Please print every record below exactly as it appears.

══ Entries ══

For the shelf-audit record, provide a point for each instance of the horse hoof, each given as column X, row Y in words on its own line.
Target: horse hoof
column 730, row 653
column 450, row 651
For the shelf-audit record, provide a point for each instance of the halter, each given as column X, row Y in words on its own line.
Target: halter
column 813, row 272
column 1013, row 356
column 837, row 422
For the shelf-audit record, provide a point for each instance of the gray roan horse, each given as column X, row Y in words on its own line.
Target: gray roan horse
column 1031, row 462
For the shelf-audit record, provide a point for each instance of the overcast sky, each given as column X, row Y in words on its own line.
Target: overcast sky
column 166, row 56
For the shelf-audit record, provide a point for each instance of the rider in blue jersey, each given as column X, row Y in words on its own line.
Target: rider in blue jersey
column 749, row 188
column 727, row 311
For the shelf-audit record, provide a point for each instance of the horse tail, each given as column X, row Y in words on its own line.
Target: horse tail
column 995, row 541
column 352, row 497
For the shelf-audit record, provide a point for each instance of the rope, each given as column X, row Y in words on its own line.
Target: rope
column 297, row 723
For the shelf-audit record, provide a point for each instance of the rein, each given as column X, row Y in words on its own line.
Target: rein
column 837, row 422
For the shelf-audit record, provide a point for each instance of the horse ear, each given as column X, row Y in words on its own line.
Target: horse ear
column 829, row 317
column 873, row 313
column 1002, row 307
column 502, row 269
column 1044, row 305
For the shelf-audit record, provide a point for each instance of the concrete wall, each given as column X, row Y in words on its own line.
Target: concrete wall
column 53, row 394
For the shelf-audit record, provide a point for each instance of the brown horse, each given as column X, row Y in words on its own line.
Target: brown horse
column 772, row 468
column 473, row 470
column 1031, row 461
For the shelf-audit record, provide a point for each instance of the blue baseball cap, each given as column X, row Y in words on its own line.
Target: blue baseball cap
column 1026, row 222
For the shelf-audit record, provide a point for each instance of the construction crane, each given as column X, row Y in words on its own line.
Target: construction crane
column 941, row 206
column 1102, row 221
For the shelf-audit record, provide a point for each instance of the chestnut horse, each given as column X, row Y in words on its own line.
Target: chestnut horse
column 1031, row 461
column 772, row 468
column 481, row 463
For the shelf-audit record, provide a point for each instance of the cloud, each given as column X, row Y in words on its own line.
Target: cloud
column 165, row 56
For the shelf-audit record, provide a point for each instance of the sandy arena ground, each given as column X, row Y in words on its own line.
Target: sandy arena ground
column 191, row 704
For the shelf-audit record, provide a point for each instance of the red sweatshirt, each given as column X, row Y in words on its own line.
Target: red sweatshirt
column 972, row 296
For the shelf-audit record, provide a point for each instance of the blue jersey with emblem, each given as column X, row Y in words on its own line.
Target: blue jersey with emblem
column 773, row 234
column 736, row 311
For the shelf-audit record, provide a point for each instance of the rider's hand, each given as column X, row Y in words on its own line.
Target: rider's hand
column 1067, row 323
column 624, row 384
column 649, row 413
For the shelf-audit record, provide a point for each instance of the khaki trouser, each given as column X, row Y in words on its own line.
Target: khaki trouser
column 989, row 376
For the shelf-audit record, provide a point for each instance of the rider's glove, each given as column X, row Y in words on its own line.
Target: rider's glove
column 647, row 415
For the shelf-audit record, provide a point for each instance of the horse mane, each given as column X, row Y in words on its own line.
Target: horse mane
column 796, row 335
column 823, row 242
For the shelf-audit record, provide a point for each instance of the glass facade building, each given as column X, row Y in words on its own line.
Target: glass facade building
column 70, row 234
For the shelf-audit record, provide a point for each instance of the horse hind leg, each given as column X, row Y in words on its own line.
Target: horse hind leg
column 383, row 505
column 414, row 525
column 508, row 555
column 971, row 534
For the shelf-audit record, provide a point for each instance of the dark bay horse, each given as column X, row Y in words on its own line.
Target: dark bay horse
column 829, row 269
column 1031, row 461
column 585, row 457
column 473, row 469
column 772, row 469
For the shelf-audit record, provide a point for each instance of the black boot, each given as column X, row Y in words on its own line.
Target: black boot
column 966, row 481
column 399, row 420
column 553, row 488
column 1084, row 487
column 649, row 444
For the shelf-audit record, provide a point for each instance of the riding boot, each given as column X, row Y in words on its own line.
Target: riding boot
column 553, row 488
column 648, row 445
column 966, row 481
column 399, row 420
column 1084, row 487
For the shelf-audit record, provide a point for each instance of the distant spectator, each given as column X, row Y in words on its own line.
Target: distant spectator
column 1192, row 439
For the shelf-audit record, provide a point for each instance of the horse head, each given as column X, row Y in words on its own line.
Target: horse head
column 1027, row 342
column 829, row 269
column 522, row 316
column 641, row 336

═══

▶ Complete response:
For the shelf-audit record, provide a point for each instance of the horse hoof, each given as column X, row Y in words on its own line.
Target: horse hoof
column 730, row 653
column 450, row 651
For the shelf-audit record, provide a point for each instance of the halter, each given as column X, row Y in words on its own line.
Target: halter
column 813, row 272
column 1013, row 356
column 837, row 422
For the shelf-audit record, provide a point for each instance of the gray roan horse, each given as column X, row Y in words on its own line.
Target: gray roan horse
column 1031, row 462
For the shelf-audit record, provide a point for each instance of the overcast sky, each given as column X, row Y in words on its own line.
Target: overcast sky
column 166, row 56
For the shelf-audit record, provide a point for each instance of the rider in blue jersey, each given as column X, row Y in words on its own line.
Target: rider in blue jersey
column 749, row 188
column 727, row 311
For the shelf-audit record, provide a point for each instance of the horse tail, each given as column X, row Y in words on its own line.
Target: horse tail
column 995, row 541
column 352, row 497
For the shelf-audit record, provide a point for each instance of the rope, each given as column X, row Y in words on its own line.
Target: rope
column 297, row 723
For the shelf-audit record, provide a point for each instance of the rein, each given as column X, row Y in words on its own line.
Target: rein
column 837, row 422
For the shelf-audit record, provide a point for each instance of the horse ear, each given as column X, row Y in words on its own line.
Target: horse ear
column 829, row 317
column 873, row 313
column 1002, row 307
column 502, row 269
column 1044, row 305
For the shelf-audit record, provide a point for each instance of the concrete wall, each given as column X, row Y in words on its own line.
Target: concrete wall
column 53, row 394
For the shelf-audit record, provide a point for each instance of the brown horse, each given as column X, row Y in words on its own line.
Target: brown horse
column 772, row 468
column 473, row 470
column 1031, row 461
For the shelf-audit record, provide a point for each instance of the blue baseball cap, each given as column X, row Y in words on its own line.
Target: blue baseball cap
column 1026, row 222
For the shelf-audit record, provide a point for each instance of the construction crane, each given as column X, row Y in words on its own line.
Target: construction crane
column 941, row 206
column 1102, row 221
For the shelf-audit record, provide a point for each instance of the chestnut horse, each given as column X, row Y in words on its own line.
Target: chestnut horse
column 1031, row 461
column 772, row 468
column 481, row 463
For the shelf-audit record, provide a point for each instance of the cloud, each given as column X, row Y in words on its own line.
Target: cloud
column 165, row 56
For the shelf-audit record, provide a point for each instance of the sandy arena ground, each given as column X, row Y in words on its own line.
Target: sandy arena ground
column 191, row 704
For the shelf-audit record, provide a point for each instance of the red sweatshirt, each given as column X, row Y in words on its own line.
Target: red sweatshirt
column 972, row 296
For the shelf-audit record, provide a point for each instance of the blue jersey with emblem, each given as column X, row Y in words on its own line.
Target: blue jersey with emblem
column 773, row 234
column 736, row 311
For the shelf-audit record, provide a point for each instance of the rider's hand, each given as column X, row Y in words on its own line.
Target: rider's hand
column 1067, row 323
column 624, row 384
column 649, row 413
For the shelf-audit record, provide a point for each instance of the khaki trouser, each given as column X, row Y in words on its own line.
Target: khaki trouser
column 989, row 376
For the shelf-audit record, provide a point for each instance of the rider's glove, each given as column X, row Y in words on its own line.
Target: rider's glove
column 647, row 415
For the shelf-audit record, provide a point for each instance of the horse mane, each given as column X, row Y in words on its own line.
Target: horse mane
column 796, row 335
column 823, row 242
For the shelf-audit record, provide a point for each instance of the glass facade building, each given as column X, row Y in words on its own line.
Target: glass facade building
column 70, row 234
For the shelf-audit record, provide a point for each instance of the horse hind leg, each given as column X, row Y in words on its own line.
Target: horse hind leg
column 383, row 505
column 414, row 525
column 508, row 555
column 971, row 534
For the shelf-audit record, provide a point for each instance of the dark bay horse, each given as column X, row Y in words on its own line.
Target: dark bay horse
column 829, row 269
column 1031, row 461
column 585, row 457
column 473, row 469
column 772, row 469
For the shelf-audit record, provide a point for each instance of the black boot, each given as column X, row Y in words on its own line.
Target: black boot
column 966, row 481
column 399, row 420
column 553, row 488
column 1084, row 487
column 649, row 444
For the shelf-audit record, provide a point for each instance of the riding boot, each given as column X, row Y in words on its own line.
Target: riding boot
column 553, row 488
column 648, row 445
column 966, row 481
column 399, row 420
column 1084, row 487
For the shelf-audit record, provide a point for each instance of the distant spectator, each given as column X, row Y in words on its own line.
Target: distant spectator
column 1192, row 439
For the shelf-audit record, provide a point for each instance of the horse head, each given as column X, row Y in words on its own line.
Target: horse head
column 1027, row 342
column 829, row 269
column 522, row 316
column 641, row 336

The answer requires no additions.